> [AIM]: Return each line of the material below that contains the word "tablet".

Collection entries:
** start **

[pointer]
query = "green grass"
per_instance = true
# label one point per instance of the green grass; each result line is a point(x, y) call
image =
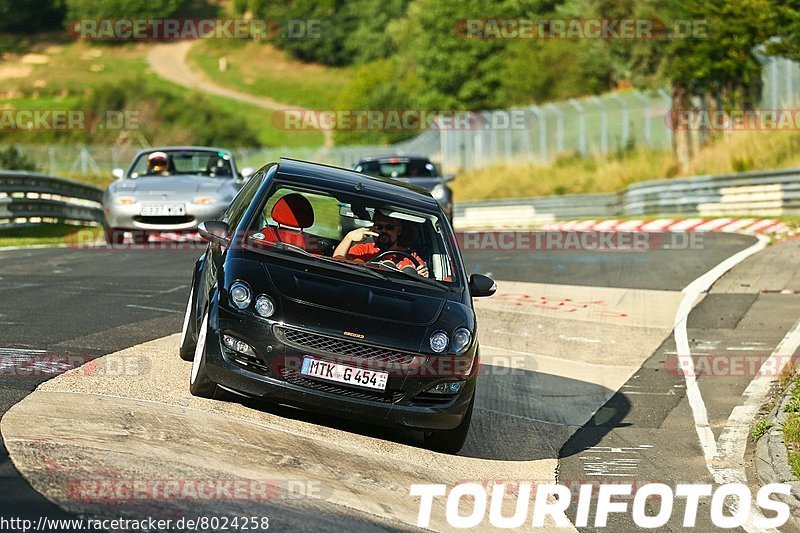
point(794, 463)
point(74, 69)
point(613, 172)
point(262, 70)
point(791, 427)
point(760, 429)
point(48, 234)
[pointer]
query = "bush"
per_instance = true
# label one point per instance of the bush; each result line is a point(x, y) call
point(387, 84)
point(112, 9)
point(13, 159)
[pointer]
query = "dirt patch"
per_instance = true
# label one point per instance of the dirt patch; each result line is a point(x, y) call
point(34, 59)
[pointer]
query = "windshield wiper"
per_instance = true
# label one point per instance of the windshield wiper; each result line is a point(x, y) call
point(415, 276)
point(294, 248)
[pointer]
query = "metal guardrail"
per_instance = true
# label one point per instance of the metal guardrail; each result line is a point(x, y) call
point(27, 198)
point(764, 193)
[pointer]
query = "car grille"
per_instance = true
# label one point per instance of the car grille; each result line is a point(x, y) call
point(294, 377)
point(323, 344)
point(249, 362)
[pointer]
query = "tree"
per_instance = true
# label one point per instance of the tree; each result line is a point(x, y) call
point(715, 61)
point(31, 15)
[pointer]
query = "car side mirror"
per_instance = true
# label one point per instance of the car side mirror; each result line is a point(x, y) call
point(214, 231)
point(480, 285)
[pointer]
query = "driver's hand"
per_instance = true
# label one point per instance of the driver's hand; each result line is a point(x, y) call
point(360, 234)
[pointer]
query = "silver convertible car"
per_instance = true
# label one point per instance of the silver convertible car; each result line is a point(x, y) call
point(170, 189)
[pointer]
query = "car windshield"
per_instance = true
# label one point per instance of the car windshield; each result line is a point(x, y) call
point(398, 168)
point(178, 162)
point(354, 232)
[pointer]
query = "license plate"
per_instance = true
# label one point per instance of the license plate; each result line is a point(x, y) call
point(163, 210)
point(344, 374)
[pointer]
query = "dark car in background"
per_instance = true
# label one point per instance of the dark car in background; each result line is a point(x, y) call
point(416, 170)
point(273, 313)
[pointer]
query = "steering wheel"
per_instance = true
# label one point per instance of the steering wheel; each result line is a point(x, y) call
point(389, 253)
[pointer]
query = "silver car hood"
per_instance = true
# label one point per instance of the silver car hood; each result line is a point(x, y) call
point(181, 184)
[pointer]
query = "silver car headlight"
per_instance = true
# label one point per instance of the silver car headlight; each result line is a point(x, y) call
point(241, 295)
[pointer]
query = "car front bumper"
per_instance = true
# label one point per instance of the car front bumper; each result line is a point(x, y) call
point(128, 217)
point(321, 396)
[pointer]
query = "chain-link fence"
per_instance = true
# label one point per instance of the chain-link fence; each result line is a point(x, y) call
point(781, 83)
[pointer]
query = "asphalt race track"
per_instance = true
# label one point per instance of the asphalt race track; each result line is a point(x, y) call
point(580, 384)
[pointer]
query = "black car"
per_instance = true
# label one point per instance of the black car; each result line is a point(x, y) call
point(415, 170)
point(384, 332)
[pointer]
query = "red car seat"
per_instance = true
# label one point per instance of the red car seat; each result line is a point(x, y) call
point(293, 213)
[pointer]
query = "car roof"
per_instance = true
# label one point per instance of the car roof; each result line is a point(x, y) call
point(400, 158)
point(175, 148)
point(344, 180)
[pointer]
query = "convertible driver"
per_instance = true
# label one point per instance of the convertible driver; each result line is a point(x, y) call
point(386, 230)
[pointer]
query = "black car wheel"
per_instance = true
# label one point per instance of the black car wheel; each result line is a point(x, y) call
point(115, 236)
point(199, 384)
point(450, 440)
point(140, 237)
point(187, 344)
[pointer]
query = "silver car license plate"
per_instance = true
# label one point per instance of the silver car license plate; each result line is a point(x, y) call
point(163, 210)
point(344, 374)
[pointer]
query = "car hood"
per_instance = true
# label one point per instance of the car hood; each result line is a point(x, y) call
point(184, 183)
point(393, 317)
point(425, 183)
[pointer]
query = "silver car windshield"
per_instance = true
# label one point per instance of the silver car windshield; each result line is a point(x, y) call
point(396, 241)
point(181, 162)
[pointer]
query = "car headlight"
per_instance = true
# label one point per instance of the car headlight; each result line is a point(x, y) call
point(241, 294)
point(265, 306)
point(439, 192)
point(461, 338)
point(232, 343)
point(439, 341)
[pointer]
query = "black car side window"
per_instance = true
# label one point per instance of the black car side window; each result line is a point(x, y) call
point(233, 215)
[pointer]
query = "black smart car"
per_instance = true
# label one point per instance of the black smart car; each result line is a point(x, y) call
point(334, 291)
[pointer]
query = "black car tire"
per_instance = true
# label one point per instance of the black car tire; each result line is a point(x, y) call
point(187, 343)
point(450, 440)
point(199, 384)
point(115, 236)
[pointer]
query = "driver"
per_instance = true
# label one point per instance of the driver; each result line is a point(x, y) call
point(386, 231)
point(157, 163)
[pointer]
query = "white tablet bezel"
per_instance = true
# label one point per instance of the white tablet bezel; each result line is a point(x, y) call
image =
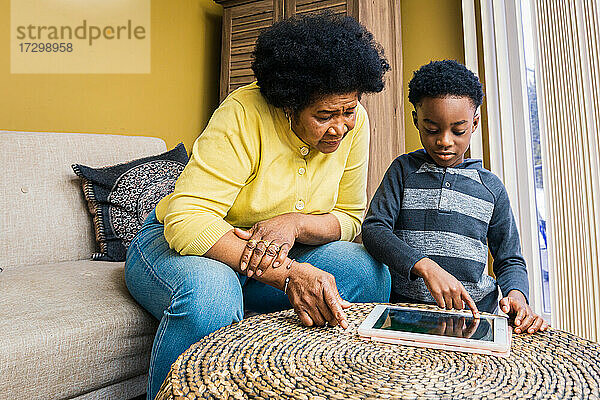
point(501, 331)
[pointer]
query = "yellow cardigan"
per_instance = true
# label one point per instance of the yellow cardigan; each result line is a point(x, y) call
point(248, 166)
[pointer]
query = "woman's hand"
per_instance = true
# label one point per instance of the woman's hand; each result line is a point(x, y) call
point(525, 320)
point(269, 242)
point(447, 291)
point(314, 296)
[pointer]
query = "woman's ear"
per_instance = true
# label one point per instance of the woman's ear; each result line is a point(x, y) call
point(415, 119)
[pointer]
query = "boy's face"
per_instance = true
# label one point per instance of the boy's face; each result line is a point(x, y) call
point(445, 126)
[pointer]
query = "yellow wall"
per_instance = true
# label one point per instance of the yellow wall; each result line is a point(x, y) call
point(431, 30)
point(176, 99)
point(173, 102)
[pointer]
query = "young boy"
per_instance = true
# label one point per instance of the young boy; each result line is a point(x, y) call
point(435, 213)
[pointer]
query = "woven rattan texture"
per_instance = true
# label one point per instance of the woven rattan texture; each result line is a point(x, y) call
point(273, 356)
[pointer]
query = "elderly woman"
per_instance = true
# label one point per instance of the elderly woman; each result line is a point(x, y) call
point(263, 215)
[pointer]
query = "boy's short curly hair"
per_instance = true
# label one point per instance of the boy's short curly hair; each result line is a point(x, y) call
point(444, 78)
point(299, 59)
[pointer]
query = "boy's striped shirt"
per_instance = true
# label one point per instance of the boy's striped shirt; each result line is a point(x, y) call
point(449, 215)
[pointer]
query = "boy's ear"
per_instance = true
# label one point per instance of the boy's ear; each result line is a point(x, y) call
point(475, 123)
point(415, 119)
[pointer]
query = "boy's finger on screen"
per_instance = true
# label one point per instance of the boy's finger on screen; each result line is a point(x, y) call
point(448, 301)
point(471, 304)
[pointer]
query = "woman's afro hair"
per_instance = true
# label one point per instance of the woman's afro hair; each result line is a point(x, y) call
point(299, 59)
point(442, 79)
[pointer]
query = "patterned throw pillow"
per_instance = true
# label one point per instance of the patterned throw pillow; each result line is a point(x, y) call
point(120, 197)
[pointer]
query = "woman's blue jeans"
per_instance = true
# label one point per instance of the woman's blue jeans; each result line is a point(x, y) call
point(193, 296)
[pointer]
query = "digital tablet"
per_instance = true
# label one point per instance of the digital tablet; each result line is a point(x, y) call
point(448, 328)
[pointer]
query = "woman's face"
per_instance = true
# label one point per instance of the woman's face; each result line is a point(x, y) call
point(324, 123)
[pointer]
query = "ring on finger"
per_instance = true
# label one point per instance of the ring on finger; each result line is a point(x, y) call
point(274, 245)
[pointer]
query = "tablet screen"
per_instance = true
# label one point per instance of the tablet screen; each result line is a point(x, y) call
point(436, 323)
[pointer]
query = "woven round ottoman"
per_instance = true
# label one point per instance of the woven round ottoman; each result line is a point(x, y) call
point(273, 356)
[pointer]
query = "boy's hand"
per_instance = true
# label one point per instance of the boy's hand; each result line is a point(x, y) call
point(515, 304)
point(447, 291)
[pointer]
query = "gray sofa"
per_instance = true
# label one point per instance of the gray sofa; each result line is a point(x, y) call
point(68, 326)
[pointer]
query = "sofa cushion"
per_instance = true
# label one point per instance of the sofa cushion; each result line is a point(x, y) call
point(43, 214)
point(121, 196)
point(69, 328)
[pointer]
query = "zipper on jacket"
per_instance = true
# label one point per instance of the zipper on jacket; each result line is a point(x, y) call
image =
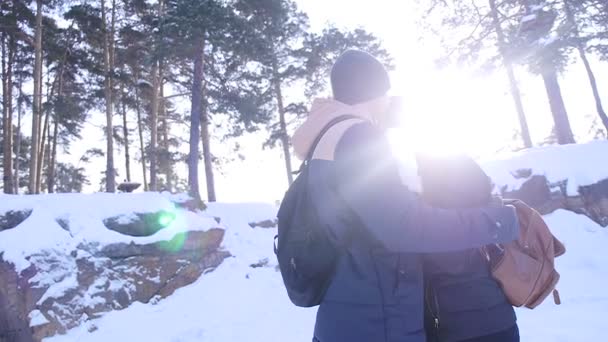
point(433, 305)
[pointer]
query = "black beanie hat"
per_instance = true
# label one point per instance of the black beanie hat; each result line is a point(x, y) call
point(358, 77)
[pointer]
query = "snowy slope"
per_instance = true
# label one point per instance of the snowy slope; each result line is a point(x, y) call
point(240, 303)
point(580, 164)
point(85, 215)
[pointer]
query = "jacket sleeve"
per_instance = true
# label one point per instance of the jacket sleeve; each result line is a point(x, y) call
point(369, 183)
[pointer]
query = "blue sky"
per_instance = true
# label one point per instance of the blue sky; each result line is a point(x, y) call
point(446, 110)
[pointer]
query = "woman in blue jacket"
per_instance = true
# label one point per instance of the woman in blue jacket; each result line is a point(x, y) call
point(463, 301)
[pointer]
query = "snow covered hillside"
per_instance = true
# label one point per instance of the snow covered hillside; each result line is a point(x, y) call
point(240, 303)
point(94, 275)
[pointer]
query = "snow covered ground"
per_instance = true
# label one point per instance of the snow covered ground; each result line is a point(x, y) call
point(239, 303)
point(580, 164)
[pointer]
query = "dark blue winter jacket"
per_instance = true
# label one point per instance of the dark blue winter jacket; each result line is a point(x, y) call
point(463, 300)
point(377, 293)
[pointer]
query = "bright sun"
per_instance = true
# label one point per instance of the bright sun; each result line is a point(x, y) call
point(453, 115)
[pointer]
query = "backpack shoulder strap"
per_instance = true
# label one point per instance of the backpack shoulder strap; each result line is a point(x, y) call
point(317, 140)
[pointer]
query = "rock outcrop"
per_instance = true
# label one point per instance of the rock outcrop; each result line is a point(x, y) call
point(63, 288)
point(546, 197)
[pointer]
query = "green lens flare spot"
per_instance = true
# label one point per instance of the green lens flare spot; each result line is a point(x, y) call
point(175, 245)
point(165, 218)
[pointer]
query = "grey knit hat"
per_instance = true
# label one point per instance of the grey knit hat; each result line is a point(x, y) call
point(358, 77)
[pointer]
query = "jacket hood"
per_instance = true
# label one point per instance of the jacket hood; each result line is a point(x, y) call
point(322, 112)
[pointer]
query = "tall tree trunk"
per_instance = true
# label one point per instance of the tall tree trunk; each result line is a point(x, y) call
point(53, 137)
point(7, 114)
point(168, 166)
point(43, 143)
point(558, 109)
point(154, 129)
point(37, 98)
point(140, 129)
point(581, 51)
point(48, 155)
point(284, 137)
point(110, 177)
point(18, 136)
point(125, 134)
point(195, 120)
point(514, 88)
point(156, 81)
point(53, 160)
point(207, 156)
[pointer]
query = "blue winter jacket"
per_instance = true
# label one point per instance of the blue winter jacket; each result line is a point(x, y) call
point(377, 293)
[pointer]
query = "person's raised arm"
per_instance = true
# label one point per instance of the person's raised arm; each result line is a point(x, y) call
point(368, 181)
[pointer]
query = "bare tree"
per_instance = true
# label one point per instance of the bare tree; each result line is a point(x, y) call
point(37, 100)
point(108, 42)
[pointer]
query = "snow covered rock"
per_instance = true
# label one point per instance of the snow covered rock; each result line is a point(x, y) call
point(557, 177)
point(77, 257)
point(12, 218)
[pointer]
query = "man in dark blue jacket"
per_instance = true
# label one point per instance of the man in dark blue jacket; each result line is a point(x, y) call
point(377, 293)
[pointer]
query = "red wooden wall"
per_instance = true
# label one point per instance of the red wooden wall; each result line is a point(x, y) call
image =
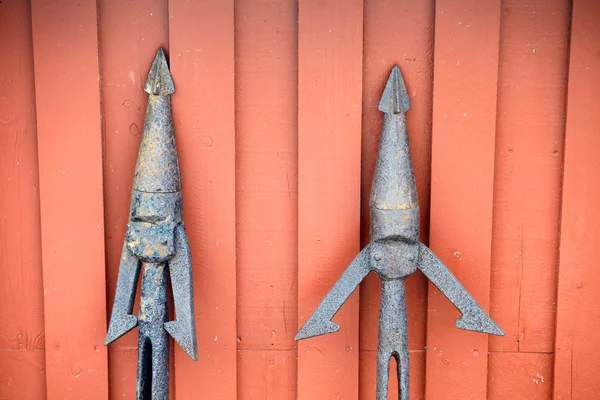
point(277, 128)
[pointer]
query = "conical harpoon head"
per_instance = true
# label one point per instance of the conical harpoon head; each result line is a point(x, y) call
point(157, 168)
point(394, 186)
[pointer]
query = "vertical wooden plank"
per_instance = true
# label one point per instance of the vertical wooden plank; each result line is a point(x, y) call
point(578, 319)
point(528, 174)
point(202, 64)
point(22, 375)
point(267, 202)
point(520, 376)
point(130, 34)
point(65, 44)
point(464, 115)
point(396, 33)
point(21, 306)
point(330, 41)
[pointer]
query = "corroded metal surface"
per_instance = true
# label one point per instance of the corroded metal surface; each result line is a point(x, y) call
point(395, 252)
point(157, 244)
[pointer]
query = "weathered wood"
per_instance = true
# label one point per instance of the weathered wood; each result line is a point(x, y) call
point(130, 34)
point(65, 44)
point(528, 177)
point(396, 33)
point(464, 115)
point(576, 366)
point(22, 375)
point(201, 37)
point(329, 140)
point(21, 304)
point(266, 198)
point(520, 376)
point(22, 369)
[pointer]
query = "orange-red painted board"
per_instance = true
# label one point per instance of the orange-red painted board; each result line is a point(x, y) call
point(402, 34)
point(532, 80)
point(520, 376)
point(130, 34)
point(22, 375)
point(329, 143)
point(578, 316)
point(202, 64)
point(268, 375)
point(368, 370)
point(266, 190)
point(21, 304)
point(67, 87)
point(464, 115)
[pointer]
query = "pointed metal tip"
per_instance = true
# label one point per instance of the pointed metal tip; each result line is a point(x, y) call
point(395, 96)
point(159, 82)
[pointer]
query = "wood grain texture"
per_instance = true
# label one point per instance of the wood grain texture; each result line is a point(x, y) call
point(396, 33)
point(22, 375)
point(520, 376)
point(330, 40)
point(577, 320)
point(201, 38)
point(269, 375)
point(266, 190)
point(130, 34)
point(532, 82)
point(65, 44)
point(464, 119)
point(21, 300)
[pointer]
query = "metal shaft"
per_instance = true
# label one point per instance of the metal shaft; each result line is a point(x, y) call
point(393, 338)
point(153, 339)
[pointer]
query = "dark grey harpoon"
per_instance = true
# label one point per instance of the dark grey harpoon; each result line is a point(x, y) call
point(394, 251)
point(157, 245)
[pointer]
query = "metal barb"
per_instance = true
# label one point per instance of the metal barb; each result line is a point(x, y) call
point(156, 244)
point(394, 252)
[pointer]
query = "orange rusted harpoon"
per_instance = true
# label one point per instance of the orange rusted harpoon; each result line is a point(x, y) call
point(395, 251)
point(156, 242)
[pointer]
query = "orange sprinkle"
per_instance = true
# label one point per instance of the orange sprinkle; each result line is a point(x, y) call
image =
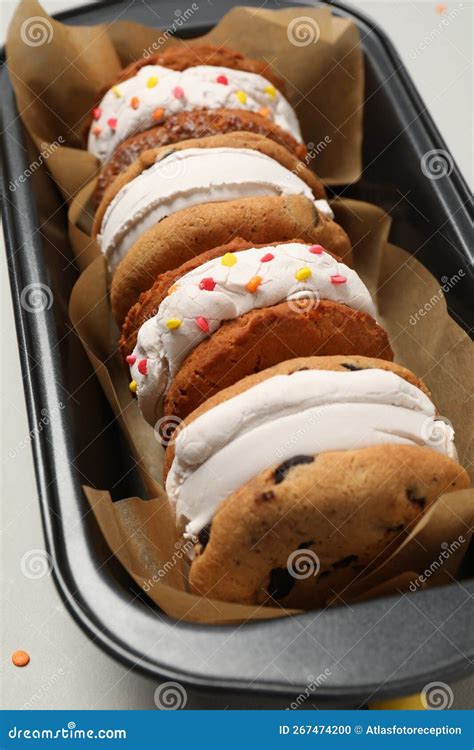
point(253, 284)
point(20, 658)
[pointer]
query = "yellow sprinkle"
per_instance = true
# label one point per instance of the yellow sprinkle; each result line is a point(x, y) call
point(228, 259)
point(253, 284)
point(303, 273)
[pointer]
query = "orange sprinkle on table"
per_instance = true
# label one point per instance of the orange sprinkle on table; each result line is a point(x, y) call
point(20, 658)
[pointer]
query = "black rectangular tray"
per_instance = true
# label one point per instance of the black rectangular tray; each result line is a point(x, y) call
point(385, 647)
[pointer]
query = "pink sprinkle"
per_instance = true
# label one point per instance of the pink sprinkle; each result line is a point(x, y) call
point(202, 323)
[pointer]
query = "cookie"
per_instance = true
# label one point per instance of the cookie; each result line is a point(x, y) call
point(164, 180)
point(194, 230)
point(186, 125)
point(301, 531)
point(227, 315)
point(150, 93)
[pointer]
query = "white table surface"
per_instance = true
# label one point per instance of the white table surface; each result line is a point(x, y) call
point(67, 670)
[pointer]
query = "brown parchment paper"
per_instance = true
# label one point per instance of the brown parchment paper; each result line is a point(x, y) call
point(57, 83)
point(141, 533)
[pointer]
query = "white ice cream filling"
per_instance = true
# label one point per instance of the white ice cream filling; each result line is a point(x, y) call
point(306, 413)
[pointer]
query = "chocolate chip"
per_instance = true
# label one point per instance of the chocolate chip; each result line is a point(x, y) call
point(281, 583)
point(204, 536)
point(282, 470)
point(412, 498)
point(344, 562)
point(348, 366)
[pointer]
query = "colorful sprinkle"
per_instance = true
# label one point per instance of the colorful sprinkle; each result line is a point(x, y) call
point(253, 284)
point(20, 658)
point(207, 284)
point(228, 259)
point(202, 323)
point(303, 273)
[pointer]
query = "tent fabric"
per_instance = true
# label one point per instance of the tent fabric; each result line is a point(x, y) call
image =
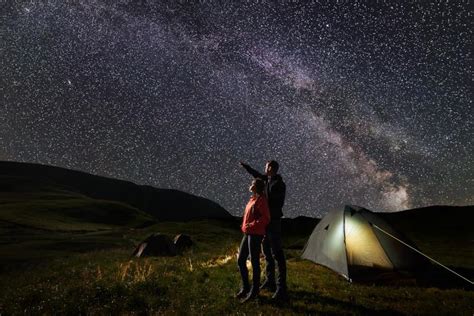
point(346, 241)
point(326, 243)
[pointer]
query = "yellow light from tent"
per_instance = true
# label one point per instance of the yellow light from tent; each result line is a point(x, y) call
point(362, 246)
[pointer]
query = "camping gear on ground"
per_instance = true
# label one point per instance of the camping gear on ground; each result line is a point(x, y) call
point(359, 244)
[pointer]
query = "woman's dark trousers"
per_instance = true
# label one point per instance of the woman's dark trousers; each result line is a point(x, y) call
point(250, 245)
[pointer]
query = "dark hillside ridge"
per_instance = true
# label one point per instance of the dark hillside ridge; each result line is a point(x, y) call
point(163, 204)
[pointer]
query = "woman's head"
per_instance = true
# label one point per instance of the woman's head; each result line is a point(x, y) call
point(257, 186)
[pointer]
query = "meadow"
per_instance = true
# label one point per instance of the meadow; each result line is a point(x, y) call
point(90, 271)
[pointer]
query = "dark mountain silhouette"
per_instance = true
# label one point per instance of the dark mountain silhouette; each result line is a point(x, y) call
point(162, 204)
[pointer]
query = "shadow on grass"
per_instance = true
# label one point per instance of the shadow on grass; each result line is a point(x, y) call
point(313, 303)
point(437, 276)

** end **

> [RESPONSE TO THE TASK]:
query = "white tablet bezel"
# label one point per instance of the white tablet bezel; each result line is a point(x, y) call
query = "digital tablet"
# label one point per instance of the digital tablet; each result line is a point(x, y) call
query = "tablet screen"
# label one point per instance of the tablet screen; each result line is a point(x, y) call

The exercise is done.